§ **Short task**
Convert the listing below into a Markdown table with the columns "Row" and "Line," giving each non-blank line its own numbered row. Leave the pictures out.

————

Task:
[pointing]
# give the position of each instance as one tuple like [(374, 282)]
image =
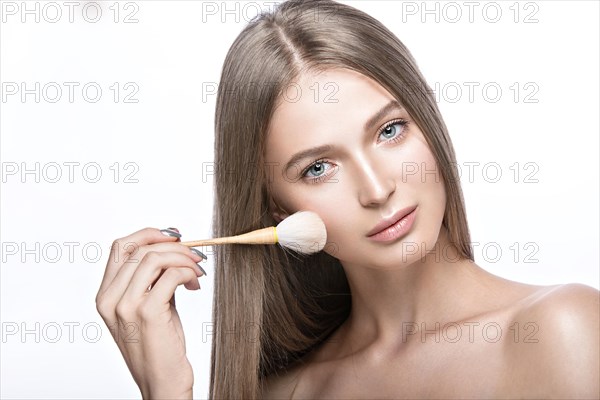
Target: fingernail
[(201, 269), (170, 232), (198, 252)]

————

§ **Task output**
| Row | Line |
|---|---|
| 1 | Task: |
| 2 | [pointing] |
| 3 | # give the position of each instance as one tuple like [(374, 282)] |
| 4 | image = |
| 5 | Target: fingernail |
| 6 | [(201, 269), (170, 232), (198, 252)] |